**WHAT TO WORK ON:**
Return every line below that contains the string "tiled", copying each one in full. Case counts.

--- Begin ENTRIES ---

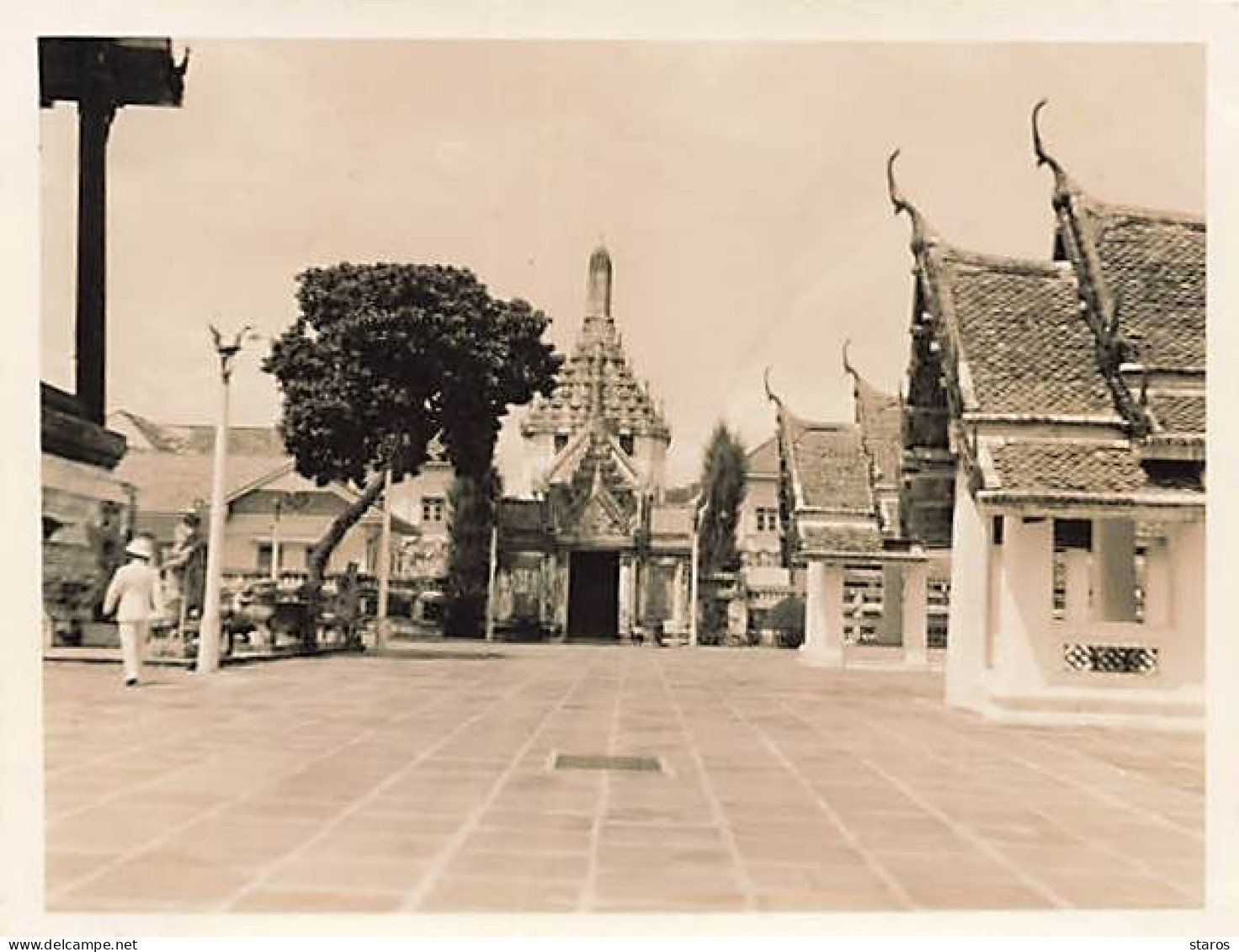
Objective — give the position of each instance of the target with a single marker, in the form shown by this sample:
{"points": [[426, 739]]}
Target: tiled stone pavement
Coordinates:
{"points": [[423, 784]]}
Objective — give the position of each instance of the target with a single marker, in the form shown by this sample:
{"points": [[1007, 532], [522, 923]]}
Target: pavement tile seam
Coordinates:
{"points": [[966, 834], [1103, 843], [1036, 818], [588, 889], [166, 834], [415, 897], [748, 888], [260, 880], [1002, 855], [1053, 752], [870, 860]]}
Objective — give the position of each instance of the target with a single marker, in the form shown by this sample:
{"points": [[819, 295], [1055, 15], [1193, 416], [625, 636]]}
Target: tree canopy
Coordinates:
{"points": [[385, 357], [722, 491]]}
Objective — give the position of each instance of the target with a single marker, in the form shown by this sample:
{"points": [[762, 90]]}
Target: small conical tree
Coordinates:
{"points": [[722, 492]]}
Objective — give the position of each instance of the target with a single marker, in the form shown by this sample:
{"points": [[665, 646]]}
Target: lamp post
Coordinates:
{"points": [[380, 623], [698, 517], [209, 629]]}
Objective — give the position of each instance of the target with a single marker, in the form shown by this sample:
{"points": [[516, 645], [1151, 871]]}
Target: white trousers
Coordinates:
{"points": [[133, 647]]}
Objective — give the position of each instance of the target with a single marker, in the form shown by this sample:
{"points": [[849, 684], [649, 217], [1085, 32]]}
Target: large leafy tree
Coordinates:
{"points": [[722, 491], [382, 359]]}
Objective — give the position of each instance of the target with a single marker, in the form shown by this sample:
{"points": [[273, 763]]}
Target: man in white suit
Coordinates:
{"points": [[136, 595]]}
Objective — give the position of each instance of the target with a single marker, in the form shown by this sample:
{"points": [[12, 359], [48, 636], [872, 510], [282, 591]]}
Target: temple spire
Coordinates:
{"points": [[598, 304], [848, 367]]}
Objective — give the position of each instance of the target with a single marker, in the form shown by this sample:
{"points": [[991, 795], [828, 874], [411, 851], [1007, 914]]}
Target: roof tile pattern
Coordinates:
{"points": [[1178, 413], [763, 459], [1155, 265], [830, 464], [1026, 345], [1058, 469], [671, 519], [881, 420], [173, 481]]}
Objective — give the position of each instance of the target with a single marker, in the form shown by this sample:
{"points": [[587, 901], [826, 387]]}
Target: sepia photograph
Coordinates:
{"points": [[621, 476]]}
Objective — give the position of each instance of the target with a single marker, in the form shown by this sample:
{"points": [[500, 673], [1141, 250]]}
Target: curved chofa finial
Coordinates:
{"points": [[848, 367], [902, 205], [769, 393], [1062, 183]]}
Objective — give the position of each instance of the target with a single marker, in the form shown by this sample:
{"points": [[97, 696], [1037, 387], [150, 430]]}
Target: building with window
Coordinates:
{"points": [[1056, 420], [598, 552], [275, 516]]}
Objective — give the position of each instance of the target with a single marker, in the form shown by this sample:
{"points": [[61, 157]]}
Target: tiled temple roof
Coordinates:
{"points": [[763, 459], [199, 438], [1067, 343], [171, 482], [880, 417], [671, 521], [844, 538], [1154, 265], [1018, 328], [1081, 469], [829, 465], [1180, 414]]}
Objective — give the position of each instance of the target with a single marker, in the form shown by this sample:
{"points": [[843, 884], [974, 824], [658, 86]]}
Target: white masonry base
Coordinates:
{"points": [[1015, 657]]}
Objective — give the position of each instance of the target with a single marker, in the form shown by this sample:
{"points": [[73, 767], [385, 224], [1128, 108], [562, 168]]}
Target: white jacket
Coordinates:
{"points": [[136, 588]]}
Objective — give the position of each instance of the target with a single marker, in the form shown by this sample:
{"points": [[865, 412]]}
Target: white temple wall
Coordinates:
{"points": [[824, 615], [969, 599]]}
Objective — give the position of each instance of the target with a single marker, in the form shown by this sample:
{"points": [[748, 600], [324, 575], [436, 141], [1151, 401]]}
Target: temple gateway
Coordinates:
{"points": [[598, 552]]}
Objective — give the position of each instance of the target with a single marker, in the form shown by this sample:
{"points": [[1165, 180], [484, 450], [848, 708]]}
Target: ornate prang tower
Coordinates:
{"points": [[598, 390]]}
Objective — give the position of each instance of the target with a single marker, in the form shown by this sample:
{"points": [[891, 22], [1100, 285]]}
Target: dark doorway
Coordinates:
{"points": [[593, 595]]}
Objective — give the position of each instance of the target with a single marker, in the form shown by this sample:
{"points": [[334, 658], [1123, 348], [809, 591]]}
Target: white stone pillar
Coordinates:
{"points": [[824, 615], [1077, 610], [678, 620], [916, 609], [626, 592], [1157, 585], [1026, 606], [1114, 568], [1183, 652], [969, 603], [994, 600]]}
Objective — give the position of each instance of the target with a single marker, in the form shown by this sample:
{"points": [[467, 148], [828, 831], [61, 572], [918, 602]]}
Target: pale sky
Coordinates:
{"points": [[739, 188]]}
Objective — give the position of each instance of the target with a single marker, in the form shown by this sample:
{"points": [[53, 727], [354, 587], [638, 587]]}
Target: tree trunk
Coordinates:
{"points": [[316, 563]]}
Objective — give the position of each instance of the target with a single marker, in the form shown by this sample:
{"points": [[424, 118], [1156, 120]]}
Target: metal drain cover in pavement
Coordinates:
{"points": [[598, 761]]}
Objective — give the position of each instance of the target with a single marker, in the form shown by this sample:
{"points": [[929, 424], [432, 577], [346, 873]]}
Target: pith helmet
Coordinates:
{"points": [[141, 547]]}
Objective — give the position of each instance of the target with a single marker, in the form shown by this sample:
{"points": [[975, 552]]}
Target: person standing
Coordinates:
{"points": [[136, 597]]}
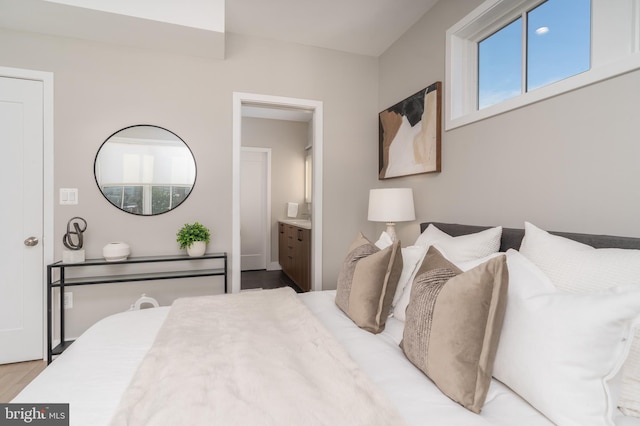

--- End ENTRIES ---

**RESPONSE BELOW:**
Target: tiled stone pavement
Target: tiled temple roof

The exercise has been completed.